====== Dataset records ======

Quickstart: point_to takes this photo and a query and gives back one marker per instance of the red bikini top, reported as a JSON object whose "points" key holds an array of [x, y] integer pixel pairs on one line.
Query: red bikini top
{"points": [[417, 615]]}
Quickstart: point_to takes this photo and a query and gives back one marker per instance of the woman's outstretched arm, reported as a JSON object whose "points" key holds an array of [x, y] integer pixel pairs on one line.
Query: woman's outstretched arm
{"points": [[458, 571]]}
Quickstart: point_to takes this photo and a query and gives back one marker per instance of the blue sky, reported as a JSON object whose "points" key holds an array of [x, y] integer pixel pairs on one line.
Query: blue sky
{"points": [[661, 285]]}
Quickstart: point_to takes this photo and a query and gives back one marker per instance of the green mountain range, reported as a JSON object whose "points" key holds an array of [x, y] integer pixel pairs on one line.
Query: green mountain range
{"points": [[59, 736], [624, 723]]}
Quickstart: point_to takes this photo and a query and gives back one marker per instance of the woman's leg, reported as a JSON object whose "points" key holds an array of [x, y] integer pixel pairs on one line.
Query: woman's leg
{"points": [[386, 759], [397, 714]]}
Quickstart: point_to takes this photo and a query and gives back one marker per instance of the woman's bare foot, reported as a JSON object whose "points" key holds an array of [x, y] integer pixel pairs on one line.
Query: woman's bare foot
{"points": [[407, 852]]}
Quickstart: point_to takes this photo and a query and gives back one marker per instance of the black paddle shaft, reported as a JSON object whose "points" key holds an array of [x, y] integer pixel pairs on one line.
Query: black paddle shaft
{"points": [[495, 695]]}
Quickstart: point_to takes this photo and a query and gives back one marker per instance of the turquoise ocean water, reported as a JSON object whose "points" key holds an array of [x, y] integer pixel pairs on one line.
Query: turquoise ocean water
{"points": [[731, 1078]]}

======

* Written instruction
Reproduce all of the data above word for word.

* Solution to the problem
Quickstart: point_to takes this photo and a query and gives back one marker per instance of the red bikini top, reported as a JSON object whose "points" key holds an array of [x, y] integer pixel pairs on one line.
Query: red bikini top
{"points": [[417, 615]]}
Quickstart: point_to takes this photo and a query and gives back one marker per instance of the woman's outstretched arm, reported as a JSON object whose "points" key holds an array of [x, y] integer pixel pairs on one line.
Query: woman's outstretched arm
{"points": [[458, 571]]}
Quickstart: point_to takes this photo and a query and gives back one marker per instance of the blue sky, reported as a JSON object whose "points" key holds an array of [x, y] integer pixel pairs on one line.
Query: blue sky
{"points": [[661, 285]]}
Quickstart: point_to takes this photo and a query and gives back one marker per instance of the green mountain range, reported as a JSON object whose "points" key holds an array of [x, y] integer pixel pairs on one line.
Query: green mountain range
{"points": [[59, 736], [624, 723]]}
Quickstart: point_to takes this photo and a query and gives back one marker per instance of the woman's leg, reported as a JSON object whose "points" key holds an array of [x, y] integer pixel pairs on one line.
Query: woman's leg
{"points": [[386, 759], [397, 714]]}
Quickstart: point_to takes this photo and a query and gives back one marker per instance of the woman's bare foot, reported as a JSON object whose "points" key holds an array of [x, y] integer pixel pairs on one line.
Query: woman's bare foot
{"points": [[407, 852]]}
Quickstart: point_to takes this photo and a query and gives back one marker per instance of the black paddle shaft, reported as a JSON object whose "points" key holds an array of [x, y] integer pixel pairs on one line.
Query: black paddle shaft
{"points": [[495, 695]]}
Quickstart: point_to takes this photo and a query and gives back one marker per instance of the turquoise ocean water, reported as a JSON object whose "points" key holds an array of [x, y] integer pixel pairs on one line.
Query: turquoise ocean water
{"points": [[731, 1078]]}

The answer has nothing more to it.